KUTIPAN PILIHAN.
----

Mudanews.com OPINI | Rapat Umum Pemegang Saham (RUPS) PT PP (Persero) Tbk pada Rabu, 30 April 2025 menjadi wajah suram tata kelola BUMN yang masih jauh dari ideal. Alih-alih menjadi forum akuntabel dan terbuka untuk evaluasi kinerja dan pembenahan strategis, forum tertinggi tersebut justru diwarnai tindakan walkout oleh salah satu pemegang saham, Sdr. A, sebagai bentuk protes atas ketertutupan dan pengesahan laporan keuangan yang dianggap tidak kredibel.

----

TUGAS LATIHAN 1. Ulangi kata demi kata bagian tulisan tentang RUPS PT PP, mulai dari "Mudanews.com OPINI |" dan berakhir pada "dianggap tidak kredibel.".
TUGAS LATIHAN 2. Teruskan tulisan opini tentang RUPS PT PP setelah kalimat terakhirnya.

DATA TERSIMPAN.
----

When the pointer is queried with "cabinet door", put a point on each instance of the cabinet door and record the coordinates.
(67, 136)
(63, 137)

----

HASIL LATIHAN 1.
Mudanews.com OPINI | Rapat Umum Pemegang Saham (RUPS) PT PP (Persero) Tbk pada Rabu, 30 April 2025 menjadi wajah suram tata kelola BUMN yang masih jauh dari ideal. Alih-alih menjadi forum akuntabel dan terbuka untuk evaluasi kinerja dan pembenahan strategis, forum tertinggi tersebut justru diwarnai tindakan walkout oleh salah satu pemegang saham, Sdr. A, sebagai bentuk protes atas ketertutupan dan pengesahan laporan keuangan yang dianggap tidak kredibel.

HASIL LATIHAN 2.
Aksi walkout ini bukan sekadar ekspresi kecewa, melainkan minimnya transparansi. Laporan keuangan yang tidak mencantumkan dampak kerugian akibat korupsi internal yang pelakunya telah ditangkap oleh KPK membuktikan bahwa manajemen PT PP gagal memegang prinsip keterbukaan informasi. Lebih ironis lagi, tata tertib RUPS disusun sedemikian rupa agar membatasi ruang perubahan dan inisiatif korektif dari para pemegang saham. Terlihat beberapa pemegang saham tidak diperkenankan ikut RUPS, padahal mereka mendapat undangan resmi, alasan panitia tak menjawab pertanyaan mereka yang kecewa. Panitia mengarahkan agar mengikuti RUPS melalui online dan membaca laporan yang telah disediakan panitia dalam “budy bag”.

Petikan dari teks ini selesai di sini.